┌──

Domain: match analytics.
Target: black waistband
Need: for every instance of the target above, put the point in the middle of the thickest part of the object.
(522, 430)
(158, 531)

└──

▸ **PROBLEM STATEMENT**
Could you give the records again with "waistband" replaced by "belt" and everything else left unchanged?

▸ **FULL OUTPUT**
Domain: match analytics.
Target: black belt
Need: for every instance of the target above, put the point in the middle of the thickest part of the object.
(522, 430)
(158, 531)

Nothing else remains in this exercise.